- [Text]
━━━━━━

It's a bit mundane but will do the trick. You can replace the last few steps with an import on node startup (see the example.

Keep in mind two caveats:

  • you will lose the messages in the queues, so make sure you only follow these steps where that's not a problem
  • the default user created when a cluster is deployed is somewhat special. If you import the definitions after the new cluster is up (as in the steps above), you will still have default user of the new cluster (so the new cluster will have 1 more user than the old one). If you import the definitions on boot (as in the linked example), the new cluster will have exactly the same users as the old one but unfortunately your Kubernetes Secret (foo-default-user in this example) will contain credentials that won't work (they are generated for the new cluster but RabbitMQ doesn't create the default user when definitions import is configured). We hope to find a way to keep the secret in sync in such situations, but for now, you can just manually update it with the old cluster's credentials so that your secret matches the actual state.

mkuratczyk avatar Aug 30 '21 07:08 mkuratczyk

Hi @mkuratczyk, just want to know any update about this feature? is the scale down fully supported now? or do we have any plan/ETA? thanks :D

yuzsun avatar Nov 09 '21 06:11 yuzsun

It's not. Please provide the details of your situation and what you'd expect to happen and we can try to provide a workaround or will take such a use-case into account when working on that.

mkuratczyk avatar Nov 09 '21 07:11 mkuratczyk

we were using rabbitmq Statefulset in Kubernetes, and we found it was unable to scale down. whenever we tried to scale down the Statefulset to 0, there will be 3 replicas remained. image the issue only occurs in rabbitmq, other Statefulset like nginx Statefulset will be successfully scaled down to 0.

yuzsun avatar Nov 10 '21 02:11 yuzsun

  1. The Operator reconciles the StatefulSet so if you configured replicas: 3 in the RabbitmqCluster, when you change the StatefulSet, the Operator will "fix it" because it no longer matches the definition. This is how reconciliation is supposed to work in Kubernetes (the same mechanism is what restarts pods when they disappear - their number no longer matches the defined number of replicas).
  2. You can't decrease the replicas in the RabbitmqCluster to prevent you from losing data. Scaling down this way can lead to data loss in a production environment (there can be data that is only present on some of the nodes and those nodes could get deleted).

Why do you want to scale down to zero? RabbitMQ is a stateful, clustered, application. It can't start in a fraction of a second when an application tries to connect. Is this some test environment that you want to turn off for the weekend or something like that? This question is what I meant by your use case.

If it is a test env, there are a few things you can try:

  1. Perhaps you don't need to maintain the state in the first place? We now support storage: 0 which doesn't even create the PVCs. If you just want to spin up a RabbitMQ cluster quickly (eg. to run CI tests) and delete it afterwards - that can be a good option.

━━━━━━

[Entries from a pointing dataset]

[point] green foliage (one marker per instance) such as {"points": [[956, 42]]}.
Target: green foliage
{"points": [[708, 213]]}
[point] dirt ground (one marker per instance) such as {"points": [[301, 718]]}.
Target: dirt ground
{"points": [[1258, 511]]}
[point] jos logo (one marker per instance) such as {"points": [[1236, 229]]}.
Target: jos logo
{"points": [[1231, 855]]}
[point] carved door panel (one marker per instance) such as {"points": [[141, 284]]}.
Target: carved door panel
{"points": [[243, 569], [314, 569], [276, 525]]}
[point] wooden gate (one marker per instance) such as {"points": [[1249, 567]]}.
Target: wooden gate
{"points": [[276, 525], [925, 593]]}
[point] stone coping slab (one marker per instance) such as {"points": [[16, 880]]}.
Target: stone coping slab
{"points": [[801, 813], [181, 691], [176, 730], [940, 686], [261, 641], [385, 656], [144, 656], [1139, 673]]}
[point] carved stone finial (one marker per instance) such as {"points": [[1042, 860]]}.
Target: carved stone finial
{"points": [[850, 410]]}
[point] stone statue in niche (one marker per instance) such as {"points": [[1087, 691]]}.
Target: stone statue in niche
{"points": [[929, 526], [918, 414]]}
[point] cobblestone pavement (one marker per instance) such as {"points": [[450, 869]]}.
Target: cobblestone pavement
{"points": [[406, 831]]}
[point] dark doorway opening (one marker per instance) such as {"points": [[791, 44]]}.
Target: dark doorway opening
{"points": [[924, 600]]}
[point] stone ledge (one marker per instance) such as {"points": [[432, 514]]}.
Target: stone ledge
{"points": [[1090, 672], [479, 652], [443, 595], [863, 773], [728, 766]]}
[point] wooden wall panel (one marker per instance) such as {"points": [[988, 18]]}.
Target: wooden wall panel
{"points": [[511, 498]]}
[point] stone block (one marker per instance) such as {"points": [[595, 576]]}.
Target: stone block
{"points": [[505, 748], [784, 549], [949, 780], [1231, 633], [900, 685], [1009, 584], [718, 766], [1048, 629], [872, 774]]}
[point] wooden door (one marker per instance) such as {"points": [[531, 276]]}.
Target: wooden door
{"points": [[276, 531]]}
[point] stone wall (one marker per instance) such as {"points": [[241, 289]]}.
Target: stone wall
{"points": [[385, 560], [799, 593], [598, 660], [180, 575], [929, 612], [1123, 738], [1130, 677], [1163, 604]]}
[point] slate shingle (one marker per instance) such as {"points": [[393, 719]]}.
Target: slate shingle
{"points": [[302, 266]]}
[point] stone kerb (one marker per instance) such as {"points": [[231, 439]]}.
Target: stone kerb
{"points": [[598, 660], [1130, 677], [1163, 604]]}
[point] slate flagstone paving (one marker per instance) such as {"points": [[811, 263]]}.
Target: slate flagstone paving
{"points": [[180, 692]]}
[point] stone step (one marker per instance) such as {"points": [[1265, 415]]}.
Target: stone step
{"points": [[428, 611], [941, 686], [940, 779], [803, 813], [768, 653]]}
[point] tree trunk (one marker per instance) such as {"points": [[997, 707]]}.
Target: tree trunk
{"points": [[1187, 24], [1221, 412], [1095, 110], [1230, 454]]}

━━━━━━

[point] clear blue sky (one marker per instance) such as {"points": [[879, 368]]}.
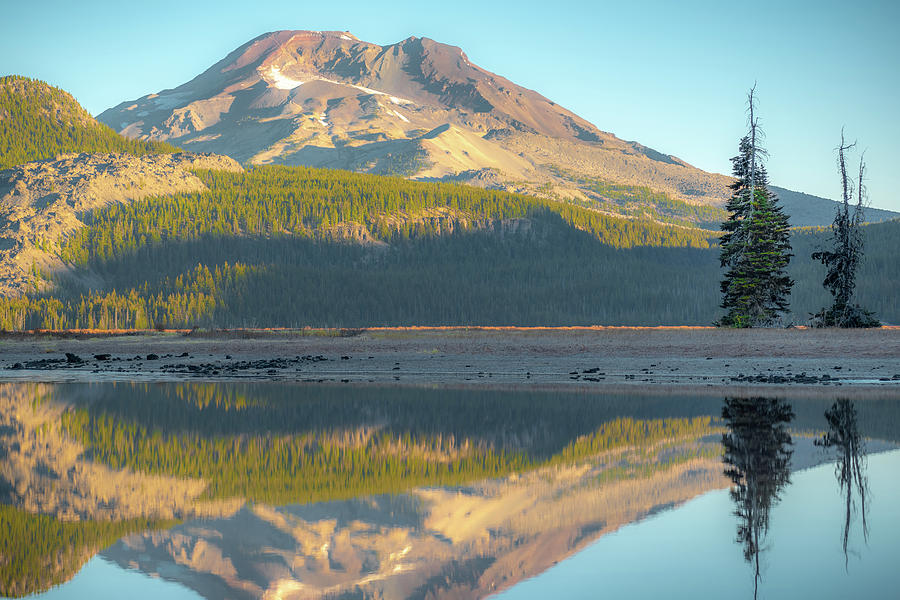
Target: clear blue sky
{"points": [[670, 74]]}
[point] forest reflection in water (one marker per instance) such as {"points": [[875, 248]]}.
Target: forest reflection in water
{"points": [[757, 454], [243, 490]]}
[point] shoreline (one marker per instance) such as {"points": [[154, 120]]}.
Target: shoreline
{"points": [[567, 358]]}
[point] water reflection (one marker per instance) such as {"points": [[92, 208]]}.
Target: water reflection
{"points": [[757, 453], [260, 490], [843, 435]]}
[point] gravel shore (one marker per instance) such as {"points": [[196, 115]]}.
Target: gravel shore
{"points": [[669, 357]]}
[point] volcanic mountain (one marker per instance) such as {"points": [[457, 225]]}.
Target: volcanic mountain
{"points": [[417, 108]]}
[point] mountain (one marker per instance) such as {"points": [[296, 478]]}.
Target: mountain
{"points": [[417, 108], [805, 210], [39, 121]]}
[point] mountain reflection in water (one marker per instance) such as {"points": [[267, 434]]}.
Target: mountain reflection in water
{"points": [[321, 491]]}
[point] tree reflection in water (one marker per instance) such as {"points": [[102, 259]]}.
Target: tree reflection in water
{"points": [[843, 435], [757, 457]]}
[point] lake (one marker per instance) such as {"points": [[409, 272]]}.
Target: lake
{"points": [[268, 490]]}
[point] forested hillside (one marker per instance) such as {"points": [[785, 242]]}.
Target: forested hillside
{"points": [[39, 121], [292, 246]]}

━━━━━━

- [Prompt] Edit the RabbitMQ scaling thread, starting at "If it is a test" and continuing up to and including "a good option.". Put "persistent volume claims" in place of "PVCs".

- [Final result]
If it is a test env, there are a few things you can try:

  1. Perhaps you don't need to maintain the state in the first place? We now support storage: 0 which doesn't even create the persistent volume claims. If you just want to spin up a RabbitMQ cluster quickly (eg. to run CI tests) and delete it afterwards - that can be a good option.